-- START OF SUPPLIED PASSAGE --

By Hugo Ribeiro, Certified Accountant · Member of the Order of Certified Accountants · HVR Business Consulting

The Tax Regime for Investment Support (RFAI), enshrined in articles 22 to 26 of the Investment Tax Code (CFI), represents one of the most significant tax incentives in Portugal for companies that make investments in new productive assets. In 2026, this regime offers a significant deduction, allowing up to 30% of the eligible investment to be directly offset against the Corporate Income Tax (IRC) liability, with a limit of 15,000,000 euros in "a" regions, and with the possibility of deducting up to 50% of the assessed tax. This article details its characteristics, eligibility, calculation, and the obligations for companies.

1. The RFAI: A Pillar for Productive Investment in Portugal

1.1. Framework and Definition

The Tax Regime for Investment Support (RFAI) finds its legal framework in articles 22 to 26 of the Investment Tax Code (CFI), approved by Decree-Law no. 162/2014, of October 31. This regime constitutes an economic policy measure aimed at stimulating business investment, job creation, and regional development, through the granting of a tax benefit in the form of a tax credit against Corporate Income Tax (IRC).

In practice, the RFAI is a tax credit, meaning that a company making investments in relevant applications can deduct a percentage of that investment directly from its IRC liability for the financial year. This characteristic distinguishes it from other deductions that only affect the taxable base, giving it an immediate and more substantial financial impact on the company's tax bill. For a Small and Medium-sized Enterprise (SME) that is expanding its productive capacity — whether by acquiring new machinery, installing a new production line, or modernising productive equipment — the RFAI can often be the tax benefit with the greatest direct impact on its IRC settlement.

-- END OF SUPPLIED PASSAGE --
-- START OF ENTRIES PROVIDED --

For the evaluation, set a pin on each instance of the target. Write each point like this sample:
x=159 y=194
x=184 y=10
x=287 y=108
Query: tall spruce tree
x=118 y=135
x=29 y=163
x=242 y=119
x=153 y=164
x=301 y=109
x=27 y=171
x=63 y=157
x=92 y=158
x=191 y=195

-- END OF ENTRIES PROVIDED --

YOUR OBJECTIVE
Continue the article on Portugal's RFAI tax regime from the point where it stops.

ANSWER FOR THE TASK
1.2. Objectives and Economic Relevance

The main objectives of the RFAI are:

  • Stimulate private investment: By reducing the tax cost of investment, the RFAI encourages companies to modernise and expand their operations.
  • Promote job creation: Eligibility for the regime is intrinsically linked to the creation and maintenance of jobs, contributing to a reduction in unemployment and an increase in national productive capacity.
  • Foster territorial cohesion: The differentiation of deduction rates according to the geographical location of the investment aims to promote economic development in less developed regions, contributing to the reduction of regional disparities.
  • Increase business competitiveness: The modernisation of assets and productive processes allows companies to improve their efficiency, quality, and innovation capacity, making them more competitive in national and international markets.

The economic relevance of the RFAI is undeniable, especially in contexts of economic recovery or the need for industrial restructuring. By facilitating access to capital for investment, the regime contributes to the sustainable growth of the Portuguese business fabric.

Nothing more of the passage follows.